▸ Task to complete:
Write out all of the entries exactly as given.

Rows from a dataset
______

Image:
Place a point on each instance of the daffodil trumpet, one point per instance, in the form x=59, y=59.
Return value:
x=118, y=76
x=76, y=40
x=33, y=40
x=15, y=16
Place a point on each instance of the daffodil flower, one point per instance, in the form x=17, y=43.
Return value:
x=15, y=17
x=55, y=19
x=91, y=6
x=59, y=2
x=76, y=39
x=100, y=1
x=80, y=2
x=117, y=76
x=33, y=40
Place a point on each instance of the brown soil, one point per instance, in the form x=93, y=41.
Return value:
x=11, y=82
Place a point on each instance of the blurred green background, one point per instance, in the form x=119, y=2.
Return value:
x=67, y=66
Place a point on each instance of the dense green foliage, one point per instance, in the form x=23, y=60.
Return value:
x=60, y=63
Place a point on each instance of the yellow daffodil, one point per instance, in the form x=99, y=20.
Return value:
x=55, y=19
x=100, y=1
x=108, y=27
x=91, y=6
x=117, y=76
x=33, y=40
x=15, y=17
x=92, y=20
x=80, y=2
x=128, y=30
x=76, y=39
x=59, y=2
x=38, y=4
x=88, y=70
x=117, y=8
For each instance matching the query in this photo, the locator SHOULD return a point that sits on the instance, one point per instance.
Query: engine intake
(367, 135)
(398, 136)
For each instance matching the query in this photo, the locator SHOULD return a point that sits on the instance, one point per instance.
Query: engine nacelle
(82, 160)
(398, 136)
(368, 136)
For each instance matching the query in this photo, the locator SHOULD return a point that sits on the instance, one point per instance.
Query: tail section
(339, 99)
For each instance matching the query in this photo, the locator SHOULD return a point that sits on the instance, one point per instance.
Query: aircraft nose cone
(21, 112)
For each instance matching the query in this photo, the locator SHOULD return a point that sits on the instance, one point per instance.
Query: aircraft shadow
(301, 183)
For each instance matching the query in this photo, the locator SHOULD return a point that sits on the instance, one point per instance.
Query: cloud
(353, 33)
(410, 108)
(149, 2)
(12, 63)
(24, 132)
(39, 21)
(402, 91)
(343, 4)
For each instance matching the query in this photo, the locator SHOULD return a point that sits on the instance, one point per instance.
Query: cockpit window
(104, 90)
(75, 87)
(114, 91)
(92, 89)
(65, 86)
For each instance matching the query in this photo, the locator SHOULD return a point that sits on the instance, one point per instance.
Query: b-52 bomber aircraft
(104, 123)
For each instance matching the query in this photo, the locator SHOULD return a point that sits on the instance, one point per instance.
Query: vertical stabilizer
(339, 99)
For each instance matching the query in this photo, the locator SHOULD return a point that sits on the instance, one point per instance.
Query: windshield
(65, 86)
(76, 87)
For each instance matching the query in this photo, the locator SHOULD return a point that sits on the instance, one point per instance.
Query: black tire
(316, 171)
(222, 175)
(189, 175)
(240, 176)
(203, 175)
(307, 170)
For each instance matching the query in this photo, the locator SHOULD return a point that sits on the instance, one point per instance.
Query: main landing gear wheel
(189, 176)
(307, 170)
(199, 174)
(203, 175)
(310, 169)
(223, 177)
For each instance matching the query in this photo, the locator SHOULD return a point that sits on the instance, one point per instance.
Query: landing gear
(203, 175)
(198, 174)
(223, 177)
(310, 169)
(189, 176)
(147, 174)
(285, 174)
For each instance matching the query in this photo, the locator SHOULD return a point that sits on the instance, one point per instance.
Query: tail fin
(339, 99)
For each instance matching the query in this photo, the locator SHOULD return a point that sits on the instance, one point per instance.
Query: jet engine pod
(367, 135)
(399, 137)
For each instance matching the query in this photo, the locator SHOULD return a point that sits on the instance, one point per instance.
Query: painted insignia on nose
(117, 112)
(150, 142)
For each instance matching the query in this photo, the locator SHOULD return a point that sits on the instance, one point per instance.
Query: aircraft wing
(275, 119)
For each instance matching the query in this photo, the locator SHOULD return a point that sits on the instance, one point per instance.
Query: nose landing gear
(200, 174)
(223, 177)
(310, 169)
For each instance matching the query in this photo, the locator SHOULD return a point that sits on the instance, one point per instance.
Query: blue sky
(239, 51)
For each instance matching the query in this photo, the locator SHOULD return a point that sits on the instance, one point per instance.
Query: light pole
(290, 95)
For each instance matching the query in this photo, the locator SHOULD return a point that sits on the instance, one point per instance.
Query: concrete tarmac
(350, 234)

______

▸ Solution to the problem:
Image:
Place a point on each instance of the daffodil trumpet, one point per instance, in the form x=59, y=59.
Return value:
x=118, y=76
x=76, y=40
x=33, y=40
x=15, y=16
Place a point on each instance of the daffodil flower, one point per instance, in the form x=17, y=43.
Return value:
x=15, y=17
x=55, y=19
x=91, y=6
x=59, y=2
x=76, y=39
x=100, y=1
x=80, y=2
x=117, y=76
x=33, y=40
Place a point on each instance of the brown soil, one point per instance, in the form x=93, y=41.
Return value:
x=11, y=82
Place a point on each instance of the blurred green background, one point per instance, in the form x=119, y=2.
Return value:
x=67, y=66
Place a point on each instance of the dense green foliage, one point per instance, in the form x=23, y=60.
Return value:
x=60, y=63
Place a point on each instance of the yellow daffodil, one point per instance, in the form x=99, y=20.
Return value:
x=55, y=19
x=100, y=1
x=108, y=27
x=91, y=6
x=117, y=76
x=33, y=40
x=15, y=17
x=92, y=20
x=80, y=2
x=128, y=30
x=76, y=39
x=59, y=2
x=38, y=4
x=88, y=70
x=117, y=8
For each instance matching the query in this photo, the locator SHOULD return a point that sits on the instance, one point per instance.
Query: engine intake
(367, 135)
(398, 136)
For each instance matching the query in this photo, the locator SHOULD return a point that sits on the instance, one point per instance.
Query: engine nacelle
(82, 160)
(398, 136)
(368, 136)
For each instance matching the query in this photo, the locator SHOULD return a point that sits on the instance, one point per instance.
Query: tail section
(339, 99)
For each instance matching the query in this photo, the locator SHOULD return a point that sits on the instance, one point per instance.
Query: aircraft nose cone
(21, 112)
For each instance matching the query in this photo, the locator SHOULD return a point that sits on the instance, one point per instance.
Query: aircraft shadow
(301, 183)
For each instance matching the query in this photo, the locator SHOULD return a point that sits on the instance, one point per instance.
Query: cloud
(353, 33)
(410, 108)
(149, 2)
(12, 63)
(24, 132)
(39, 21)
(402, 91)
(343, 4)
For each instance matching the query in this photo, the locator SHOULD return a point that sits on the instance, one point per instance.
Query: cockpit window
(104, 90)
(75, 87)
(114, 91)
(92, 89)
(65, 86)
For each instance matching the query in this photo, the locator SHOULD return a point that sits on the instance, one point per instance.
Query: b-52 bomber aircraft
(104, 123)
For each instance matching the query in this photo, the locator SHOULD return a point that sits on the instance, one point per instance.
Query: vertical stabilizer
(339, 99)
For each instance matching the query in this photo, the locator SHOULD return a point that sits on the instance, one point per instance.
Query: windshield
(65, 86)
(76, 87)
For each instance matching the query in this photo, the locator SHOULD return a point that sits on the instance, one point per instance.
Query: black tire
(316, 171)
(222, 175)
(189, 175)
(240, 176)
(203, 175)
(307, 170)
For each instance matching the query in this photo, the locator SHOULD return a point that sits on the instance, one point per instance.
Query: main landing gear wheel
(189, 176)
(307, 170)
(199, 174)
(203, 175)
(310, 169)
(223, 177)
For each instance matching the query in this photo, the locator SHOULD return a point that sits on the instance, one point per instance.
Query: landing gear
(203, 175)
(198, 174)
(223, 177)
(310, 169)
(189, 176)
(147, 174)
(285, 174)
For each instance matching the query in this photo, the locator SHOULD return a point that sits on the instance, one point per instance.
Query: tail fin
(339, 99)
For each instance matching the query in this photo, the locator SHOULD return a point that sits on the instance, one point per instance.
Query: jet engine pod
(367, 135)
(399, 137)
For each instance matching the query in this photo, the locator SHOULD return a point that sits on the instance, one point per instance.
Query: painted insignia on nose
(117, 112)
(150, 142)
For each instance matching the query in this photo, the locator SHOULD return a point that sits on the instance, one point per instance.
Query: aircraft wing
(275, 119)
For each instance matching the query in this photo, the locator SHOULD return a point that sits on the instance, one point per instance.
Query: nose landing gear
(200, 174)
(223, 177)
(310, 169)
For each instance matching the query in this photo, the locator SHOULD return a point that sits on the instance, one point per instance.
Query: blue sky
(239, 51)
For each instance matching the query in this photo, the locator SHOULD return a point that sits on the instance, one point per instance.
Query: light pole
(290, 95)
For each instance matching the query in this photo, the locator SHOULD return a point that sits on the instance, one point per instance.
Query: concrete tarmac
(350, 234)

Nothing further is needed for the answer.